**CONSIGNES**.
**A)** Traduisez en anglais cette phrase du texte sur le défrichement : « Cette suspension est levée quand le préfet reçoit l’étude d’impact ou la décision de ne pas prescrire d’évaluation environnementale. »
**B)** Reprenez le texte sur le défrichement des bois et forêts après sa dernière phrase et poursuivez-le.

**TEXTE DE LA PAGE**.
------------
Le présent texte modifie aussi d’autres codes, à commencer par le code forestier. En cas de demande d’autorisation de défrichement d’un bois ou d’une forêt appartenant à un particulier, le dossier de demande comporte, s’il y a lieu, l’étude d’impact réalisée en application de l’article L. 122-1 du code de l’environnement ou la décision de l’autorité chargée de l’examen au cas par cas de ne pas prescrire d’évaluation environnementale. Il comporte aussi, le cas échéant, la mention des demandes d’autorisation ou des déclarations déjà déposées au titre d’une autre législation pour le projet pour lequel la demande d’autorisation de défrichement est adressée, avec la date de dépôt et la mention de l’autorité compétente.

Lorsque le préfet soumet le projet à un examen au cas par cas en application de l’article R. 122-2-1 du code de l’environnement dans le délai de quinze jours à compter de la réception du dossier complet, le délai qui lui est imparti pour se prononcer sur la demande est suspendu à compter de l’envoi de cette décision au demandeur. Cette suspension est levée quand le préfet reçoit l’étude d’impact ou la décision de ne pas prescrire d’évaluation environnementale.

Défrichement des bois et forêts

Lorsque la demande d’autorisation porte sur un défrichement soumis à une enquête publique ou à une procédure de participation du public par voie électronique, selon les modalités prévues par le code de l’environnement, la durée de l’enquête ou de la participation est celle prévue par ce code. Si une reconnaissance des terrains est effectuée, son procès-verbal est joint au dossier soumis à l’enquête ou à la participation.
------------
**BLOC DE DONNÉES**.
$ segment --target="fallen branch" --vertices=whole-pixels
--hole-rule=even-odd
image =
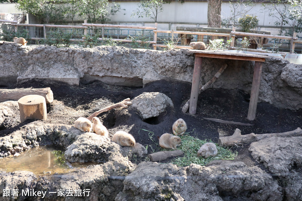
------------
**RÉPONSES**.
**A)** This suspension is lifted when the prefect receives the impact study or the decision not to require an environmental assessment.

**B)**
Pour le défrichement des bois et forêts de certaines personnes morales, dont les collectivités territoriales, lorsque ces personnes morales demandent une autorisation de défrichement, les obligations détaillées ci-dessus s’appliquent aussi. L’avis de l’Office national des forêts est joint au dossier soumis à l’enquête publique ou à la participation du public par voie électronique.

Utilisation du domaine public maritime

Le présent texte modifie également le code général de la propriété des personnes publiques. Pour les demandes de concession d’utilisation du domaine public maritime en dehors des ports, et pour les demandes d’autorisation d’occupation temporaire concernant les zones de mouillages et d’équipements légers sur le domaine public maritime, le dossier comprend, s’il y a lieu, l’étude d’impact prévue par l’article R. 122-5 du code de l’environnement ou la décision prise par l’autorité chargée de l’examen au cas par cas qui dispense ce projet d’évaluation environnementale.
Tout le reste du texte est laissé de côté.